Stated task A:
In the blog post about the cousin's funeral, what did Chad give the writer after high school graduation?
Stated task B:
Transcribe from the blog post about the cousin's funeral the part that opens with the words containing "Last week I" and closes with "in blogging, right?".

>> Begin Source

Last week I drove with my mom, brother and sister from Oklahoma to Manteca, California. My cousin Chad was killed in a trucking accident and we were going to attend his funeral. Mom, bro. and I traveled fours hours to Texas, where my sister joined us for the rest of the 27 hour trip. Yes, it was along ride. No, there isn’t much to see between here and there.
So, in the lulls of conversation, music and travel games there’s a lot of time to think. Thinking about quilts I’m making, a great t-shirt idea I have and thinking about how personal to get on this blog. I’m not much to air my laundry or tell you of my struggles. That’s just not me. Even people that have known me for years are surprised to find out about some of the things I deal with on a daily basis. But, I felt I couldn’t just post a project without addressing my cousin’s funeral. Honesty in blogging, right?
My cousin, Chad, was a year older than me. We both had the same red hair and freckles, and were about the same height. People often thought we were twins. We teased each other a lot: pinching, arm twisting, dunking in the pool, etc. We really spent a lot of time together as kids. He was on the side of the family that always got together for Thanksgiving and Christmas…that had to perform before we could get our Christmas presents, and that we saw at grandma’s house or came over to swim. When I graduated high school, he gave me a hair-dryer to take to college that looked like a pistol. I always thought of him and had a good chuckle as I held that gun to my head.

>> End Source
>> Begin Provided material

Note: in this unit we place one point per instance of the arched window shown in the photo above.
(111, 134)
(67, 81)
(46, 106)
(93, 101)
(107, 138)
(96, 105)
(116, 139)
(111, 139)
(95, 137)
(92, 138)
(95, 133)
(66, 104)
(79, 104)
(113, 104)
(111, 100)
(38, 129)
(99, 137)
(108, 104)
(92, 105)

>> End Provided material
>> Begin Provided material

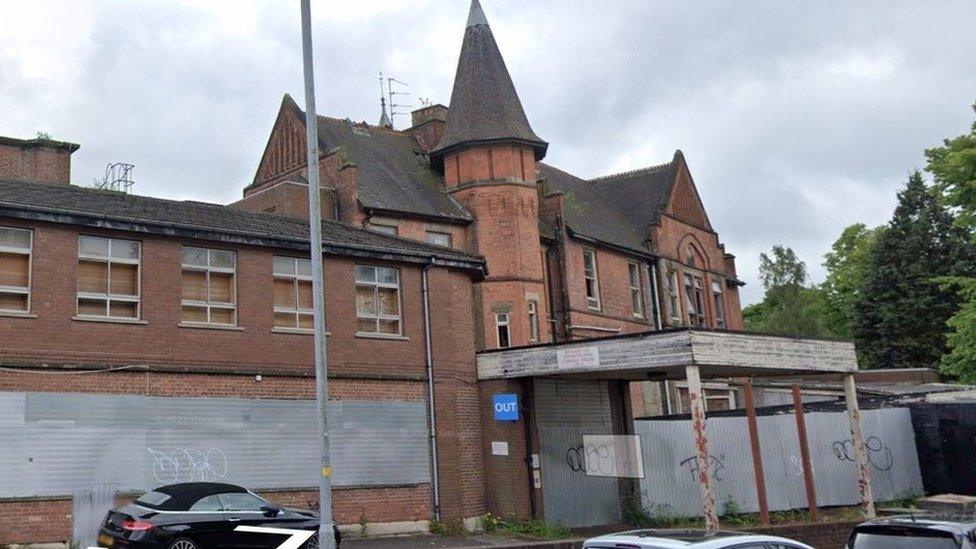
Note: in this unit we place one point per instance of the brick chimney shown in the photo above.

>> End Provided material
>> Begin Provided material

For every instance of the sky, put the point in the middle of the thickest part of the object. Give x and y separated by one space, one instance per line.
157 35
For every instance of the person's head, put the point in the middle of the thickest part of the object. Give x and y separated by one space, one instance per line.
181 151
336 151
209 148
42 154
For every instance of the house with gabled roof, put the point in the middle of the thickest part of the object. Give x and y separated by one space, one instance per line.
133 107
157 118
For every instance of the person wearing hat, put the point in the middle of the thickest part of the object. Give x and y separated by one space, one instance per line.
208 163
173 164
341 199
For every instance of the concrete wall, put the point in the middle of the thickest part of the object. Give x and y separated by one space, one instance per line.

>> End Provided material

Written response A:
A hair-dryer that looked like a pistol, to take to college.

Written response B:
Last week I drove with my mom, brother and sister from Oklahoma to Manteca, California. My cousin Chad was killed in a trucking accident and we were going to attend his funeral. Mom, bro. and I traveled fours hours to Texas, where my sister joined us for the rest of the 27 hour trip. Yes, it was along ride. No, there isn’t much to see between here and there.
So, in the lulls of conversation, music and travel games there’s a lot of time to think. Thinking about quilts I’m making, a great t-shirt idea I have and thinking about how personal to get on this blog. I’m not much to air my laundry or tell you of my struggles. That’s just not me. Even people that have known me for years are surprised to find out about some of the things I deal with on a daily basis. But, I felt I couldn’t just post a project without addressing my cousin’s funeral. Honesty in blogging, right?